>> Start DATA FOR PROCESSING

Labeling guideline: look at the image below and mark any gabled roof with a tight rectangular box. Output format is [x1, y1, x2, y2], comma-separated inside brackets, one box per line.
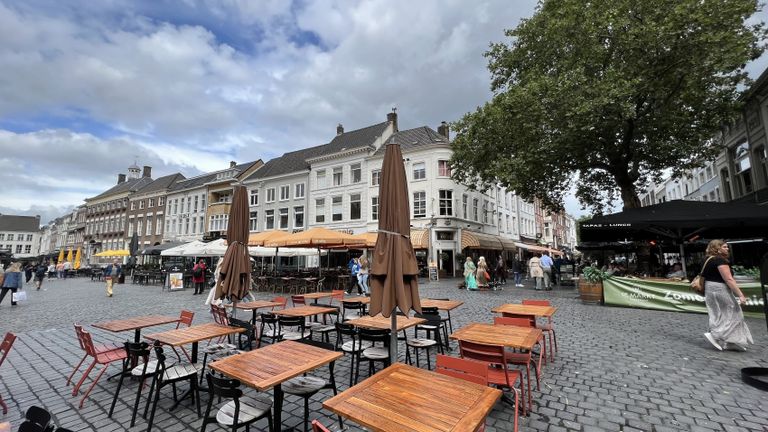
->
[250, 122, 389, 179]
[86, 177, 152, 201]
[0, 215, 40, 232]
[138, 173, 185, 194]
[374, 126, 448, 156]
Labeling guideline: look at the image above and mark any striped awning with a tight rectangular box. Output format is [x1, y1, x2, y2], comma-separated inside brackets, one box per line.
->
[461, 230, 504, 250]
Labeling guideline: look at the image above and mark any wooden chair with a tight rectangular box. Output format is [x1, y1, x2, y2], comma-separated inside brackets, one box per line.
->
[523, 299, 557, 361]
[67, 324, 124, 385]
[72, 325, 127, 408]
[459, 340, 525, 418]
[0, 332, 16, 415]
[435, 354, 498, 432]
[200, 372, 273, 432]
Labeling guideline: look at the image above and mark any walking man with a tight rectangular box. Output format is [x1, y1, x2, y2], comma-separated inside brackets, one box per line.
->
[539, 251, 554, 291]
[104, 258, 123, 297]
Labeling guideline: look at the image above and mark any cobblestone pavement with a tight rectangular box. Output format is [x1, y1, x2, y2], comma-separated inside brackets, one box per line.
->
[0, 279, 768, 432]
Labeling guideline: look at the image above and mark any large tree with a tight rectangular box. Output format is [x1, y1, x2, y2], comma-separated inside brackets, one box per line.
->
[452, 0, 766, 213]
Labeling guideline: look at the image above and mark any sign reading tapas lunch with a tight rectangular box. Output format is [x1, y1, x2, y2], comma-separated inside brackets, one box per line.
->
[603, 276, 763, 317]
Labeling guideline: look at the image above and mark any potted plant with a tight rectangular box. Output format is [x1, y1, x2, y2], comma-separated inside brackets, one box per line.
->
[579, 266, 611, 304]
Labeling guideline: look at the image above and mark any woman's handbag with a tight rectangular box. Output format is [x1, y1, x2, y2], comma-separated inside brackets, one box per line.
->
[691, 257, 712, 295]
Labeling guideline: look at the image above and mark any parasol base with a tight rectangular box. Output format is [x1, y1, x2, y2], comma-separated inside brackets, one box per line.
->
[741, 367, 768, 391]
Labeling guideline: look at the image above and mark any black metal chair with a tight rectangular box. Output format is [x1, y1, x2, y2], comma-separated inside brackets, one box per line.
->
[200, 372, 274, 432]
[282, 339, 344, 432]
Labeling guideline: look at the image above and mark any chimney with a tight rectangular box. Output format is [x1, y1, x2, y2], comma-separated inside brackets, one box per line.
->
[437, 122, 450, 141]
[387, 108, 398, 132]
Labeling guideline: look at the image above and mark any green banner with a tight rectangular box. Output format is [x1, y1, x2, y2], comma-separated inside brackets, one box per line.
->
[603, 276, 764, 317]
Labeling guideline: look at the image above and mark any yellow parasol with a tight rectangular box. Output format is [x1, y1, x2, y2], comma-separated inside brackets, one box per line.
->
[72, 248, 82, 270]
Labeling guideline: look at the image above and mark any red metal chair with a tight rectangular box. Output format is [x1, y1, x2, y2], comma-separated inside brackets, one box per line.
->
[0, 332, 16, 415]
[523, 299, 557, 361]
[72, 326, 128, 408]
[459, 340, 525, 420]
[435, 354, 498, 432]
[67, 324, 125, 385]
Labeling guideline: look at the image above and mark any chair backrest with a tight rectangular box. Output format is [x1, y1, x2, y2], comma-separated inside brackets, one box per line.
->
[312, 420, 331, 432]
[291, 296, 307, 306]
[435, 354, 488, 385]
[523, 299, 552, 306]
[459, 340, 512, 388]
[0, 332, 16, 365]
[270, 296, 288, 310]
[501, 312, 536, 327]
[176, 310, 195, 328]
[493, 317, 536, 328]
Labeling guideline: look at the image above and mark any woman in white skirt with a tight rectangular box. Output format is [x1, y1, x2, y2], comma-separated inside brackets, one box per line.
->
[701, 240, 754, 351]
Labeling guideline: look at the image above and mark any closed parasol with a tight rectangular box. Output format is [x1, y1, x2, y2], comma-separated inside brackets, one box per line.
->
[369, 143, 421, 363]
[215, 186, 251, 308]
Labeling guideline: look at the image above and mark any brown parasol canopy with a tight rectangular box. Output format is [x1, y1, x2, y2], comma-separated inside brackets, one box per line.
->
[369, 143, 421, 363]
[216, 186, 251, 302]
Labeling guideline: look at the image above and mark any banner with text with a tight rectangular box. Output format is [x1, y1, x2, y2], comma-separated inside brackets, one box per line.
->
[603, 276, 764, 317]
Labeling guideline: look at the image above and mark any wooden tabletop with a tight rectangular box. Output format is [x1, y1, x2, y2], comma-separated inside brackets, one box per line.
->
[491, 303, 557, 317]
[93, 315, 179, 332]
[421, 299, 464, 310]
[272, 306, 339, 317]
[208, 341, 343, 391]
[323, 363, 501, 432]
[342, 296, 371, 304]
[344, 314, 427, 331]
[144, 323, 245, 346]
[301, 291, 334, 299]
[449, 323, 541, 350]
[235, 300, 283, 309]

>> End DATA FOR PROCESSING

WHAT TO DO: Please reproduce the entries verbatim, from the line with "Labeling guideline: look at the image above and mark any chimney" to the line with "[215, 186, 251, 308]", including both of those lines.

THE RESULT:
Labeling guideline: look at the image above and mark any chimney with a tight rectangular box. Output format is [x1, y1, x2, y2], comma-separated inside brackets, one box per line.
->
[437, 122, 450, 141]
[387, 108, 398, 132]
Labeling guideline: look at the image above and mark any green banner with a tight rectangular box. Output format is [x1, y1, x2, y2], comma-separated inside brackets, one box per line.
->
[603, 276, 764, 317]
Labeling guideline: look at the image above and mark any yellow parasol with a tight rectangular box. Output format is [x1, y1, x2, y2], comma-separated inside brackets, one box per line.
->
[72, 248, 82, 270]
Labeling guideline: look at the image above and mark any red metal chair with a tight rectangular box. Output format is [x1, y1, x2, y2], comma-separated inside brackets, one box per line.
->
[0, 332, 16, 415]
[523, 299, 557, 361]
[72, 326, 128, 408]
[459, 340, 525, 420]
[435, 354, 498, 432]
[67, 324, 125, 385]
Labeling guideline: look at the image above and mark any chair backrest with a tight rectangular box. Output format is [x1, y1, x2, y2], comma-separated inside brackets, one box per line.
->
[312, 420, 331, 432]
[291, 296, 307, 306]
[435, 354, 488, 385]
[523, 299, 552, 306]
[459, 340, 512, 388]
[0, 332, 16, 365]
[270, 296, 288, 310]
[501, 312, 536, 327]
[176, 310, 195, 328]
[493, 317, 536, 328]
Labeling guideline: look at the image above and mark any woman in white skirt with a tight rectangular box. Output format is [x1, y1, x2, y2], comma-separated inside brackets, one box per line.
->
[701, 240, 754, 351]
Labeling guideline: look at the image above and mark any closed parasol with a tight rectangular box. Output format is [x1, y1, x2, y2], comma-separated inside brackets, one box per line.
->
[369, 143, 421, 363]
[215, 186, 251, 308]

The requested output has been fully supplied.